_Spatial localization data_
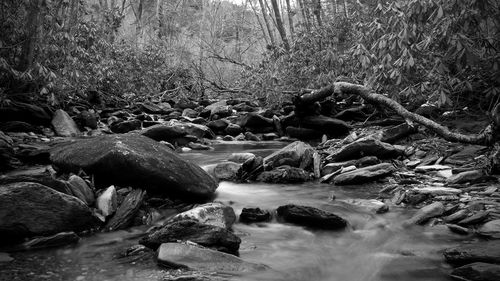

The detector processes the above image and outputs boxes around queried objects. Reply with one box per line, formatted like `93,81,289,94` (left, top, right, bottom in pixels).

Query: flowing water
0,141,464,281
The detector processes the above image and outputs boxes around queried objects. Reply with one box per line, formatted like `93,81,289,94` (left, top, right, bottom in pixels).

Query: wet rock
170,202,236,229
51,109,81,137
0,166,72,195
333,163,395,185
244,131,261,141
285,126,322,140
0,121,40,133
444,209,470,223
447,224,470,235
110,119,141,134
182,108,199,118
404,202,444,225
414,165,451,173
262,133,279,141
106,189,145,231
444,241,500,265
96,185,117,217
413,186,462,196
75,110,98,129
381,123,417,144
225,123,243,136
213,162,241,181
0,101,51,125
141,124,187,141
478,219,500,239
450,262,500,281
276,204,348,230
228,153,255,163
328,138,403,162
458,211,490,226
157,242,267,272
0,182,97,243
257,166,310,183
240,207,271,223
67,175,95,205
238,113,274,133
447,170,484,184
264,141,315,170
140,220,241,254
207,119,229,132
0,131,16,171
166,120,214,139
50,134,217,200
21,231,79,250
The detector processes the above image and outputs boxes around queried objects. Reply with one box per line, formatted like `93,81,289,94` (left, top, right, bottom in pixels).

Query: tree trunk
258,0,276,46
343,0,349,18
249,0,269,44
297,0,310,31
270,0,289,50
298,82,498,145
313,0,322,27
285,0,294,40
18,0,44,71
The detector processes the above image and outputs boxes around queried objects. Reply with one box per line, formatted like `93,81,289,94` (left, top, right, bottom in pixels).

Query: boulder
207,119,229,132
328,138,403,162
0,101,51,125
0,182,97,242
444,241,500,265
50,134,217,200
213,162,241,181
106,188,145,231
263,141,315,170
381,123,417,144
240,207,271,223
200,100,227,118
225,123,243,136
166,120,214,139
238,113,274,133
257,166,310,183
447,170,484,184
67,174,95,205
110,119,141,134
51,109,81,137
450,262,500,281
96,185,117,217
170,202,236,229
228,153,256,163
404,202,444,225
333,163,395,185
140,220,240,255
156,243,267,273
478,219,500,239
141,124,187,141
276,204,348,230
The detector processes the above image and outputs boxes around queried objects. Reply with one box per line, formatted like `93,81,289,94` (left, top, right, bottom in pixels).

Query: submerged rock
257,166,310,183
170,202,236,229
263,141,315,169
444,241,500,266
141,220,241,255
240,207,272,223
0,182,97,243
157,242,267,273
404,202,444,225
450,262,500,281
276,204,348,230
50,134,217,200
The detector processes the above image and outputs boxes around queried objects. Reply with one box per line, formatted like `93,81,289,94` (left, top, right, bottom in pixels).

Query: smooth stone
450,262,500,281
447,224,470,235
478,219,500,239
276,204,347,230
51,109,81,137
328,138,403,162
157,243,268,273
67,175,95,205
240,207,272,223
447,170,484,184
444,241,500,265
228,153,255,163
170,202,236,229
96,185,117,217
333,163,395,185
404,202,444,225
110,119,141,134
458,211,490,226
444,209,470,223
140,220,240,255
263,141,315,169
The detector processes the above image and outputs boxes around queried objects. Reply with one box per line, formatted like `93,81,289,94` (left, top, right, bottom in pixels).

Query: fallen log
298,82,499,145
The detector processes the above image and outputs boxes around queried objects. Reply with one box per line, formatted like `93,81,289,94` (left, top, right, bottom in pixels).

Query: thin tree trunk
285,0,294,40
313,0,322,27
270,0,289,50
343,0,348,18
19,0,44,71
297,0,310,31
249,0,269,44
258,0,276,46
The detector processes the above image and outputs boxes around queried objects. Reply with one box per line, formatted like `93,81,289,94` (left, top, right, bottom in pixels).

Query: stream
0,141,464,281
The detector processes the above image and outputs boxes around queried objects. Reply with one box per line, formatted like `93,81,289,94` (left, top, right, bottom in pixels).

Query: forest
1,0,500,281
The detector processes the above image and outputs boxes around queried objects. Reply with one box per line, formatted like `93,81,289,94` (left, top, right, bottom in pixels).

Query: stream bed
0,141,464,281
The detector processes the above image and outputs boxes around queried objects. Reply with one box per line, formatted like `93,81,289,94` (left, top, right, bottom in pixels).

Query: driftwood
298,82,500,145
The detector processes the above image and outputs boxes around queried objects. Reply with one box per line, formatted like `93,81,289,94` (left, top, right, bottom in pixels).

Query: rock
238,113,274,132
414,165,451,172
140,101,171,114
444,209,470,223
0,101,51,125
450,262,500,281
333,163,395,185
294,115,350,138
207,119,229,132
225,123,243,136
51,109,81,137
328,138,403,162
0,121,40,133
276,204,348,230
188,142,211,150
478,219,500,239
170,202,236,229
75,110,98,129
262,132,279,140
445,145,488,165
166,120,214,139
50,134,217,200
210,106,233,119
404,202,445,225
0,131,16,171
286,126,323,140
21,231,80,250
228,153,255,163
176,98,198,110
444,241,500,265
157,243,267,272
141,124,187,141
106,189,145,231
413,186,462,196
244,131,261,141
458,211,490,226
200,100,227,118
240,207,271,223
110,119,141,133
257,166,310,183
140,220,241,254
0,182,97,242
447,224,470,235
237,155,264,181
263,141,315,170
0,166,73,195
447,170,484,184
381,123,417,144
96,185,117,217
213,162,241,181
67,175,95,205
182,108,199,118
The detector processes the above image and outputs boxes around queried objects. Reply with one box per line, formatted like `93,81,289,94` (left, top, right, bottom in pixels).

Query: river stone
328,138,403,162
170,202,236,229
106,189,145,231
140,220,240,255
413,186,462,195
0,166,72,195
444,241,500,265
447,170,484,184
67,175,95,205
404,202,444,225
263,141,315,169
478,219,500,239
414,165,451,172
140,124,187,141
296,115,350,137
444,209,470,223
256,166,310,183
110,119,142,134
228,152,255,163
200,100,227,118
49,134,217,200
450,262,500,281
276,204,348,230
182,108,199,118
213,162,241,181
96,185,117,217
157,243,268,273
225,123,243,136
333,163,395,185
240,207,272,223
0,182,97,242
52,109,81,137
458,210,490,226
166,120,214,139
207,119,229,132
237,112,274,131
21,231,80,250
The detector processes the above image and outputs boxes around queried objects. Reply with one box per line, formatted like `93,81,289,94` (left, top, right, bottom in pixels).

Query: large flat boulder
263,141,315,169
140,219,240,255
444,241,500,266
0,182,97,243
333,163,395,185
276,204,348,230
157,243,268,273
50,134,217,200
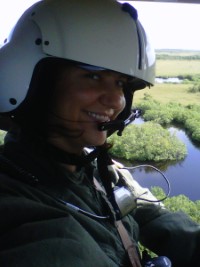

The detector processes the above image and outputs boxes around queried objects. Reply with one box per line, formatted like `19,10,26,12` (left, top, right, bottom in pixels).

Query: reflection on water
129,118,200,201
155,77,183,84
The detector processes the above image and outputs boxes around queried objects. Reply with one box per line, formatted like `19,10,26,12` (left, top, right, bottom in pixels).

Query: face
47,65,127,154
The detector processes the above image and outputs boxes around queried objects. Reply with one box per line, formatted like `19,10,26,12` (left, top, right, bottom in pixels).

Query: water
155,77,183,84
129,118,200,201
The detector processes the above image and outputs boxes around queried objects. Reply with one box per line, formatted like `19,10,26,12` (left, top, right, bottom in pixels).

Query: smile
87,111,110,122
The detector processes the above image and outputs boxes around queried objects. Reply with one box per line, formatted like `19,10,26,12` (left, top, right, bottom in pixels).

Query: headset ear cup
115,77,148,124
118,88,134,122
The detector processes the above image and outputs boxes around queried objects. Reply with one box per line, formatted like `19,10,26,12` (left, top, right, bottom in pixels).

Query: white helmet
0,0,155,115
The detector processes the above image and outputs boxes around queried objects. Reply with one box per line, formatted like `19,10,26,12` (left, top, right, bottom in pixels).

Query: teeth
88,111,110,122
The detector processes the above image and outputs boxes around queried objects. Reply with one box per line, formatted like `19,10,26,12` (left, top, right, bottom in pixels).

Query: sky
122,1,200,50
0,0,200,50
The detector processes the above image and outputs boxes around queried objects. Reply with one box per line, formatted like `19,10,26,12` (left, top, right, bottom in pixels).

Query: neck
59,162,77,173
47,136,83,156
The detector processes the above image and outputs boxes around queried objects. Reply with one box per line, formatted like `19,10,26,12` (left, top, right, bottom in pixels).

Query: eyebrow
101,70,130,80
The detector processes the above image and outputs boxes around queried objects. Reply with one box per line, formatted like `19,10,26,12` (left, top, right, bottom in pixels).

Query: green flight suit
0,137,200,267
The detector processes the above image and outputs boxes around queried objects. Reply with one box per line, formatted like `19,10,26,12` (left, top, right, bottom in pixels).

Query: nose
99,81,126,113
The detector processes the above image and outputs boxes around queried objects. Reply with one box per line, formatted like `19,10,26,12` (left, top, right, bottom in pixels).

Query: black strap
0,154,39,184
46,144,99,167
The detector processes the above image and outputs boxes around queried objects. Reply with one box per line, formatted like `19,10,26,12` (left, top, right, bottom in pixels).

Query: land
134,49,200,106
135,83,200,105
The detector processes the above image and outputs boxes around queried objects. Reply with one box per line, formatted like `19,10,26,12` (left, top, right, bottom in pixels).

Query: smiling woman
0,1,200,267
46,63,126,153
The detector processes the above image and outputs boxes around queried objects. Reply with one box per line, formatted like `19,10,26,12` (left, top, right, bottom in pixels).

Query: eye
116,79,127,88
86,72,101,81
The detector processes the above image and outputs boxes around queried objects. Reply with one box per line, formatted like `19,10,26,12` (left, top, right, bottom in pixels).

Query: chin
88,140,106,147
82,127,108,147
85,134,107,147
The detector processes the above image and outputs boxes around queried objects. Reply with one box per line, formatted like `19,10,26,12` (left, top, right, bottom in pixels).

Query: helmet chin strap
98,111,137,136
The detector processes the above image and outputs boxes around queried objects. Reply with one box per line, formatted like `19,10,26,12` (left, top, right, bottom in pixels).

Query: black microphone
98,111,137,136
50,109,139,136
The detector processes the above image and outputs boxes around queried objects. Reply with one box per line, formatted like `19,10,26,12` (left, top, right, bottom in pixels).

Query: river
128,118,200,201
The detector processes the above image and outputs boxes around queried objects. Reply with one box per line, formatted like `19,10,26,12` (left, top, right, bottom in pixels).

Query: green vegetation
109,89,200,162
156,50,200,61
188,83,200,93
140,186,200,256
152,187,200,224
134,50,200,144
132,51,200,251
135,50,200,105
137,95,200,143
108,122,186,162
155,50,200,76
135,83,200,105
109,49,200,161
156,59,200,77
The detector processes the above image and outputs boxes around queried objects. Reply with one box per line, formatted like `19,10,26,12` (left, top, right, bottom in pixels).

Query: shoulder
112,160,160,204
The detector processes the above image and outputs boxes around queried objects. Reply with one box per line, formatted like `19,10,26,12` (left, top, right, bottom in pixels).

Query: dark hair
12,57,72,136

_Your objective_
Print exactly the lines that run from the line containing "Query: helmet chin strap" to the end of the data, both ends included.

_Exercise response_
Query: helmet chin strap
98,111,137,136
The detector processes the above image and outputs boxes around queried objects. Reply with one box per line, formatted like `19,10,26,12` (left, top, right, bottom in pixels).

Query: black microphone
98,111,137,136
50,109,139,136
The detector processes the above image and outputs boxes around queried objects. Reply with one box per line, formatted like `19,10,26,12` (left, top, right, bottom in pixels).

Query: river
128,118,200,201
The detector processes the above image and outputs boxes around queried objects. Reply with one box per line, formatted like `19,10,26,12` (left, top, right, bottom in pixels).

Query: green vegetation
109,89,200,162
156,50,200,61
188,83,200,93
140,186,200,256
152,187,200,224
134,50,200,144
132,51,200,251
135,50,200,105
137,95,200,143
108,122,186,162
155,50,200,76
135,83,200,105
109,49,200,161
156,59,200,77
The detector processes the above image and outputs boxes around queried objects. Reply with one box per line, formatted like `19,10,26,12` (left, top, right, bottom in pixels).

Query: shoulder
112,160,160,204
The detector processes the above image and outputs boxes around queried objects. Reply with one box per line, formatted like `19,10,26,12` (left, top, right, bottom in pixels).

Query: dark hair
12,57,72,136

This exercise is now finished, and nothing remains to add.